AIM OF THE TASK
Identify each row below that contains the word "paper", and copy every such row in full.

DATASET CONTENT
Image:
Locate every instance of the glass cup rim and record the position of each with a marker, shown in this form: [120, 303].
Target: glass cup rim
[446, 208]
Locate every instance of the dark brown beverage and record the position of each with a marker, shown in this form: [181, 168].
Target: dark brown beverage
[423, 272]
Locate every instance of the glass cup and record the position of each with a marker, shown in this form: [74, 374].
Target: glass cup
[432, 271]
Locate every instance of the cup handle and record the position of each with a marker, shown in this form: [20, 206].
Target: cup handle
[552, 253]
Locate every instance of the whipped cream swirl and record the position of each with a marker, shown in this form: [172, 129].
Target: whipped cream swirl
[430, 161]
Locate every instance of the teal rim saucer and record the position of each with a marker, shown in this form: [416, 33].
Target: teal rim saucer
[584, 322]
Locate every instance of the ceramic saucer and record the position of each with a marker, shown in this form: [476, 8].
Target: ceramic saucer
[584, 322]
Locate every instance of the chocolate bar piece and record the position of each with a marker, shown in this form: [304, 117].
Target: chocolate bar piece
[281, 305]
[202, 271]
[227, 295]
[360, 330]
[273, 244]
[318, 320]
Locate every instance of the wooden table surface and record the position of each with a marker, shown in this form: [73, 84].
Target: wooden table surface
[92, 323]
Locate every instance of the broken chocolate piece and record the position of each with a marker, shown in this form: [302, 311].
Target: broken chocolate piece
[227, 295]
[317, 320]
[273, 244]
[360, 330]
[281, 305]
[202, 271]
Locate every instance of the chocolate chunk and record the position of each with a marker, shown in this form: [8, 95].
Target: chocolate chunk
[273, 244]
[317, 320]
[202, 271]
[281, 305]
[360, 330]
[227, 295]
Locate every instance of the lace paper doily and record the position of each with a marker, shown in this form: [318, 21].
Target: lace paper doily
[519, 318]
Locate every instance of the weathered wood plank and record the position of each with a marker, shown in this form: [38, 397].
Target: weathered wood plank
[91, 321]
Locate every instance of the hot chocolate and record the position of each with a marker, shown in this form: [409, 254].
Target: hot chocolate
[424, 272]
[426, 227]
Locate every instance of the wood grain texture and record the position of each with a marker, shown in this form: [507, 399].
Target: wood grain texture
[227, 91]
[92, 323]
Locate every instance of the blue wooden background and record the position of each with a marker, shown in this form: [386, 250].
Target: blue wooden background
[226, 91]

--

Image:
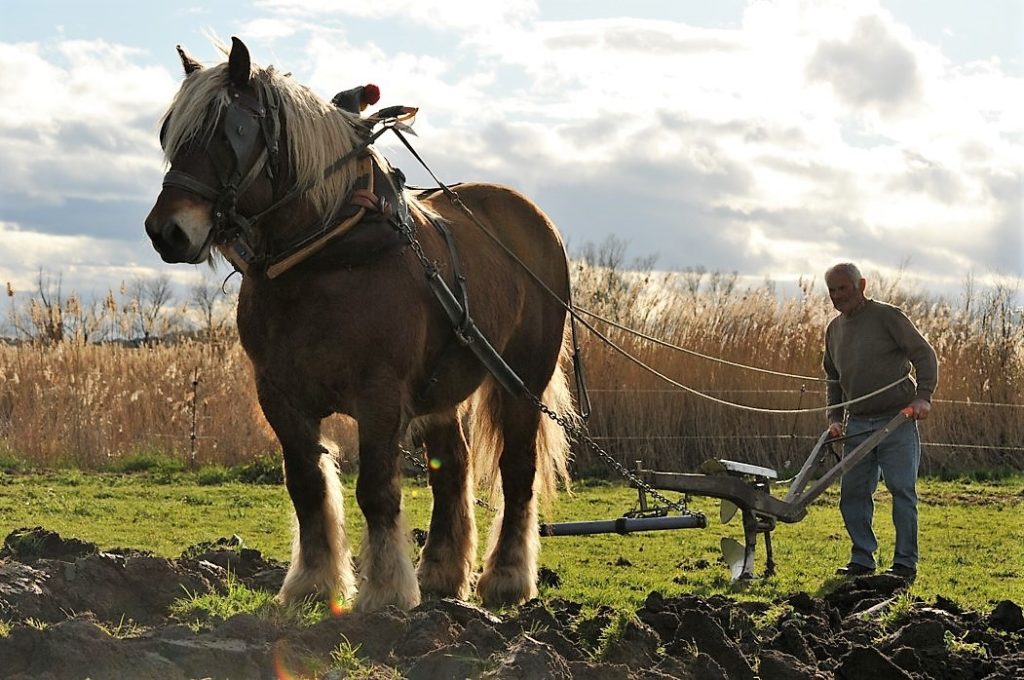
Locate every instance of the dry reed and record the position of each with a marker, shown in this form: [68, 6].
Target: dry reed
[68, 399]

TASK SOLUTION
Locate every instance of the lace paper doily and record the position of each with a marker, shown in this form: [318, 21].
Target: lace paper doily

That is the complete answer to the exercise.